■ **PROVIDED MATERIAL**:
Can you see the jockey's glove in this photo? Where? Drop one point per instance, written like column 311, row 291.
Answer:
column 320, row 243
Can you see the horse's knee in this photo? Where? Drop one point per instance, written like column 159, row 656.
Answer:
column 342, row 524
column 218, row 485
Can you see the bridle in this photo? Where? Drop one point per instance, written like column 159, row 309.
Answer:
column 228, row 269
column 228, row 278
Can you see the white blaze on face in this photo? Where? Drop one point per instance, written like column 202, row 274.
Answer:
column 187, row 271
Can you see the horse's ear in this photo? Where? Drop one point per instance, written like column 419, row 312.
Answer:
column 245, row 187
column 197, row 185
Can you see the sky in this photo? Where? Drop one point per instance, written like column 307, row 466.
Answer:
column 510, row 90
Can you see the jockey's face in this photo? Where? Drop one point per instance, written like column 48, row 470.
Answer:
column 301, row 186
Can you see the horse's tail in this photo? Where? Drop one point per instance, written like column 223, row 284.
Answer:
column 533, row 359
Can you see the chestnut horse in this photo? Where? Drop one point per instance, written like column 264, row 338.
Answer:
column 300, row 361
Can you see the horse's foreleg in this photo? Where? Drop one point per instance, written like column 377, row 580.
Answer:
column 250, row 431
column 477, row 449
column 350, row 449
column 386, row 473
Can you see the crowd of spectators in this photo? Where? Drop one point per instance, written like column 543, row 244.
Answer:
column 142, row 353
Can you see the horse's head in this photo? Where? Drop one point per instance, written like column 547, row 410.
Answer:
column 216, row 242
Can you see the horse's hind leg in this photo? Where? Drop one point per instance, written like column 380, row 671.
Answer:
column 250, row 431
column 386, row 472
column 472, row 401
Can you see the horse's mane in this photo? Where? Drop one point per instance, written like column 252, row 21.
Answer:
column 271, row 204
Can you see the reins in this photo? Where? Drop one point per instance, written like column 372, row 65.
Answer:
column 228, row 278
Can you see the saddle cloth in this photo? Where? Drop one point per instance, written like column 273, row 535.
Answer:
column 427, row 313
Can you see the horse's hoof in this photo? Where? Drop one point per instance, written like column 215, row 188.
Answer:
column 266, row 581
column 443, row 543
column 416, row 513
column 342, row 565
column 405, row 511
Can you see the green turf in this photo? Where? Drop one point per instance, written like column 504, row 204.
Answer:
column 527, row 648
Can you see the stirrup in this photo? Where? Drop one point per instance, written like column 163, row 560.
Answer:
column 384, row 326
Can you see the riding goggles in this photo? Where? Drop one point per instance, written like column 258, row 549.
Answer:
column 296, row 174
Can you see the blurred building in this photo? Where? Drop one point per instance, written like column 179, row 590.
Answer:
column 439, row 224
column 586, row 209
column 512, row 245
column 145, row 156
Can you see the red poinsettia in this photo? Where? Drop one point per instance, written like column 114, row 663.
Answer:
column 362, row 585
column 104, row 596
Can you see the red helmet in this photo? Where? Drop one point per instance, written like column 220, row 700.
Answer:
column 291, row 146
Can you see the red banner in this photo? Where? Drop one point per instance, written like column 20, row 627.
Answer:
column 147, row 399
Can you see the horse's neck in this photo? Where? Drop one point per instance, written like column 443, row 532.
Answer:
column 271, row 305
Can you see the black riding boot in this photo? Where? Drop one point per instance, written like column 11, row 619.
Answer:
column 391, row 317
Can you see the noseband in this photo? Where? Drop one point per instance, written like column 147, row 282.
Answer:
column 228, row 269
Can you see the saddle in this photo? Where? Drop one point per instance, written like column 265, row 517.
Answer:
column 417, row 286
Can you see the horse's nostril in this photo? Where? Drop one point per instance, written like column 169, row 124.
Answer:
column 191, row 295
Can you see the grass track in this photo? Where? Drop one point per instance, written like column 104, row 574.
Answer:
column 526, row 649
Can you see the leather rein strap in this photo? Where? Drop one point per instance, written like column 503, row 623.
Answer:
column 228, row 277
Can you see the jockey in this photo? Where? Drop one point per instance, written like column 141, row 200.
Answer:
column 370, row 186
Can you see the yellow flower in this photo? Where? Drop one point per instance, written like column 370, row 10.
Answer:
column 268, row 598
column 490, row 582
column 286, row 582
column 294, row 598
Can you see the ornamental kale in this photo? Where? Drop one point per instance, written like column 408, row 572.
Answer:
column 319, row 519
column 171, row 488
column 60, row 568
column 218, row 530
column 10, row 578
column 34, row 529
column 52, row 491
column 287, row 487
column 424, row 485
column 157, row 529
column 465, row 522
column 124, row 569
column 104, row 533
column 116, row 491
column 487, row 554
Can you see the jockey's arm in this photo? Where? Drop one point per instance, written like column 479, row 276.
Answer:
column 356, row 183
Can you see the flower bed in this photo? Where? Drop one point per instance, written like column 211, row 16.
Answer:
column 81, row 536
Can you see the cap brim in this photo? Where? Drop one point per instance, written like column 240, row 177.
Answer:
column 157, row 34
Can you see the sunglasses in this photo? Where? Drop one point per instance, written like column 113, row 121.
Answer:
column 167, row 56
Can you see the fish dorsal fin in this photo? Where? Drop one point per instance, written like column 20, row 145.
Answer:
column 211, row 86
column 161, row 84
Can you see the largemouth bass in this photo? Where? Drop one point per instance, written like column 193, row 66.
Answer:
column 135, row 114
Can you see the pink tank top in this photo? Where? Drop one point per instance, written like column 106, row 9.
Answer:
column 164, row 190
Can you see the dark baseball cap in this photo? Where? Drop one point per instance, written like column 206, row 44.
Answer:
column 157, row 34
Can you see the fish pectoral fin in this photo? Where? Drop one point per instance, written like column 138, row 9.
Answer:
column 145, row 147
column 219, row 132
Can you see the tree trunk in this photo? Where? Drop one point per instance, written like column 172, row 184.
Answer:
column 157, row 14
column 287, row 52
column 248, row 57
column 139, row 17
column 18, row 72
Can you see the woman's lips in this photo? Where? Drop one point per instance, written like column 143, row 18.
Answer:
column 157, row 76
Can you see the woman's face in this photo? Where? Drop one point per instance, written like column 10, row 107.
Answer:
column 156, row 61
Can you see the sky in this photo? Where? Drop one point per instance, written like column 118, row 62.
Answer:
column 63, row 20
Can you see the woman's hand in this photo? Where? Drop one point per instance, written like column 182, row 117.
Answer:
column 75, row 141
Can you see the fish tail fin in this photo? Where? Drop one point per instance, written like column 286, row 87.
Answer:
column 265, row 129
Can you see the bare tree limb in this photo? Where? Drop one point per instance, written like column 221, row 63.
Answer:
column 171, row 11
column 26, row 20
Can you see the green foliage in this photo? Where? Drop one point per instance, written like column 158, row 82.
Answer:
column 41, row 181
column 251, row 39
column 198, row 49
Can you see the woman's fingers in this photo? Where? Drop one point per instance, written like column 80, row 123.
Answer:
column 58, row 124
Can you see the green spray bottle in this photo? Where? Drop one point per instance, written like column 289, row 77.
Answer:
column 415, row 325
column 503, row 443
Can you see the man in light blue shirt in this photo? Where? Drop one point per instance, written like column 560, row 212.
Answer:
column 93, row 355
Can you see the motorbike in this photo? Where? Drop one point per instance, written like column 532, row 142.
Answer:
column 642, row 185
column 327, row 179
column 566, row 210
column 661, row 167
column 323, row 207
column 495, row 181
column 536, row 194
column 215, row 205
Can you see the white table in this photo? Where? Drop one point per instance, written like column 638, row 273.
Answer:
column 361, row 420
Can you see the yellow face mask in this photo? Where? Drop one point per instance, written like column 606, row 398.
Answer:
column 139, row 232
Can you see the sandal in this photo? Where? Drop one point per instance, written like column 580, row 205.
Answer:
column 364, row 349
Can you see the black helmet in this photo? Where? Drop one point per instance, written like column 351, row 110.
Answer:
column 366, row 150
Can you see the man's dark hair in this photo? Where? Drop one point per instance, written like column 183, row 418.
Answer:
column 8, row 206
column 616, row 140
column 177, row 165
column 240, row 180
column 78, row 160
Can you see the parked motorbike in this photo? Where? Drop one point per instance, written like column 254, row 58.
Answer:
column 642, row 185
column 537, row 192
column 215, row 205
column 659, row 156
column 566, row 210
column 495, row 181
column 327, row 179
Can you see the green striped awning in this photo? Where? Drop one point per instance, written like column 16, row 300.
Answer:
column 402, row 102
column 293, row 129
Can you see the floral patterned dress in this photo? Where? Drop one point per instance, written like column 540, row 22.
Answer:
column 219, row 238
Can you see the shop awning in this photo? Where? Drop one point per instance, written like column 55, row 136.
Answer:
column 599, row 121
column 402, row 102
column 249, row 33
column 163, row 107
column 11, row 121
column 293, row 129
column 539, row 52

■ **WHAT NEEDS TO BE DONE**: Lines holding the string "flower": find them in the listing above and copy each one.

■ **EXERCISE RESULT**:
Can you see the yellow flower in this photo? Where? Drop one point per instance, written like column 370, row 10.
Can you see the flower bed in this photo? Where? Drop one point per instance, written like column 211, row 16.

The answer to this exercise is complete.